(EXERCISE INSTRUCTIONS) Reply with every entry, repeated exactly as given.

(Saved data entries)
○ ○ ○ ○ ○ ○ ○

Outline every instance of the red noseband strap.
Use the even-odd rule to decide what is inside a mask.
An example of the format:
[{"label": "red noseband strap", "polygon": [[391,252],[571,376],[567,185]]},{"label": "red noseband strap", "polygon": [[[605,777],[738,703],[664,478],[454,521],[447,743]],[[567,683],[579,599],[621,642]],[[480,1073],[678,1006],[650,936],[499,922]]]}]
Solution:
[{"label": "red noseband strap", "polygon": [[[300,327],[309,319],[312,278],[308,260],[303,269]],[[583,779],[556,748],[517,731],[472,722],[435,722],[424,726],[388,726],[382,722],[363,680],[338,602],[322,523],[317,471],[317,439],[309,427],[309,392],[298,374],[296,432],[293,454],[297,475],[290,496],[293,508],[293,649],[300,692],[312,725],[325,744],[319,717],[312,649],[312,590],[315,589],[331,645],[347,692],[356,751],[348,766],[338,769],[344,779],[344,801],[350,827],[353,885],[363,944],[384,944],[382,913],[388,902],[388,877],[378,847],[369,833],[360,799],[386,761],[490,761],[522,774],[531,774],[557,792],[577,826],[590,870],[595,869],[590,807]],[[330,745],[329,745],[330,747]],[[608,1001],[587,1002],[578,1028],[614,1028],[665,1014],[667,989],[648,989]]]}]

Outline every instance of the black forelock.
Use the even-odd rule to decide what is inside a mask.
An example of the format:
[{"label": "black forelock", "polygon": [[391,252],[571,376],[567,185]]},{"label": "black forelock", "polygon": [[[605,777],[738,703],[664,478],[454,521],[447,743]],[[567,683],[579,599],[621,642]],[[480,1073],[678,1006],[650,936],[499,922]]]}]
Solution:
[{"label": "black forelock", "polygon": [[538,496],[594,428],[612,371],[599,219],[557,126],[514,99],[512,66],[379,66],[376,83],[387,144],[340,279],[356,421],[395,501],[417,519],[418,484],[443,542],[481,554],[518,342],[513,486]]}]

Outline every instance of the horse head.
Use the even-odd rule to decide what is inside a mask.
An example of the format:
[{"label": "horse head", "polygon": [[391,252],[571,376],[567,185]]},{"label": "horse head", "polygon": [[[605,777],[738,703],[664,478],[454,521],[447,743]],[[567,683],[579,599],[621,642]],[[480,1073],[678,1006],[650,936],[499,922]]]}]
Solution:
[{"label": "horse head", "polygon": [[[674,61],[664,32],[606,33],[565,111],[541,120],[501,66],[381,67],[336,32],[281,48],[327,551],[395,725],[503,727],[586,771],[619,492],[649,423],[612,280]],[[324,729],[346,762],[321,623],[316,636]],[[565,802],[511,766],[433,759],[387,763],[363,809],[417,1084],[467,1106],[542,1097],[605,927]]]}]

○ ○ ○ ○ ○ ○ ○

(SOLUTION BELOW)
Outline every instance of the red noseband strap.
Use the even-odd rule to decide what is inside a mask.
An example of the format:
[{"label": "red noseband strap", "polygon": [[391,252],[571,376],[567,185]]},{"label": "red noseband strap", "polygon": [[[605,777],[738,703],[664,478],[454,521],[447,743]],[[567,683],[579,599],[621,642]],[[480,1073],[678,1006],[650,936],[499,922]]]}]
Solution:
[{"label": "red noseband strap", "polygon": [[[300,327],[309,319],[312,278],[308,260],[303,269]],[[583,779],[556,748],[517,731],[472,722],[435,722],[424,726],[388,726],[382,722],[363,680],[338,602],[322,523],[317,471],[317,439],[309,427],[309,392],[298,374],[296,432],[293,454],[297,475],[290,496],[293,508],[293,649],[300,692],[312,725],[325,744],[319,717],[312,649],[312,590],[315,589],[331,645],[347,692],[356,751],[348,766],[338,769],[344,779],[344,801],[350,827],[353,885],[363,944],[384,944],[382,913],[388,902],[388,877],[378,847],[369,833],[360,799],[386,761],[490,761],[522,774],[531,774],[557,792],[577,826],[590,870],[595,869],[590,807]],[[330,745],[329,745],[330,747]],[[608,1001],[587,1002],[578,1028],[614,1028],[665,1014],[667,989],[648,989]]]}]

Outline every instance of the black forelock.
Use the even-odd rule to decide what is inside a mask.
An example of the format:
[{"label": "black forelock", "polygon": [[391,252],[571,376],[567,185]]},{"label": "black forelock", "polygon": [[[605,777],[738,703],[664,478],[454,521],[447,743]],[[567,683],[579,599],[621,642]],[[480,1073],[678,1006],[650,936],[499,922]]]}]
Solution:
[{"label": "black forelock", "polygon": [[538,496],[594,428],[612,371],[599,219],[557,126],[514,99],[512,66],[379,66],[376,83],[387,144],[340,279],[356,421],[395,501],[417,519],[418,484],[443,542],[481,554],[518,342],[513,486]]}]

Outline every instance of the horse head.
Use the even-odd rule to decide what is inside a mask.
An example of the format:
[{"label": "horse head", "polygon": [[391,252],[571,376],[567,185]]},{"label": "horse head", "polygon": [[[605,777],[738,703],[664,478],[454,521],[447,743]],[[567,683],[579,599],[621,642]],[[480,1073],[678,1006],[650,936],[499,922]]]}]
Solution:
[{"label": "horse head", "polygon": [[[674,61],[664,32],[606,33],[565,111],[541,120],[501,66],[381,67],[336,32],[281,48],[327,551],[395,725],[503,727],[586,771],[619,492],[649,423],[612,280]],[[324,729],[346,762],[321,623],[316,636]],[[565,802],[511,766],[433,759],[387,763],[363,809],[417,1084],[467,1106],[542,1097],[605,927]]]}]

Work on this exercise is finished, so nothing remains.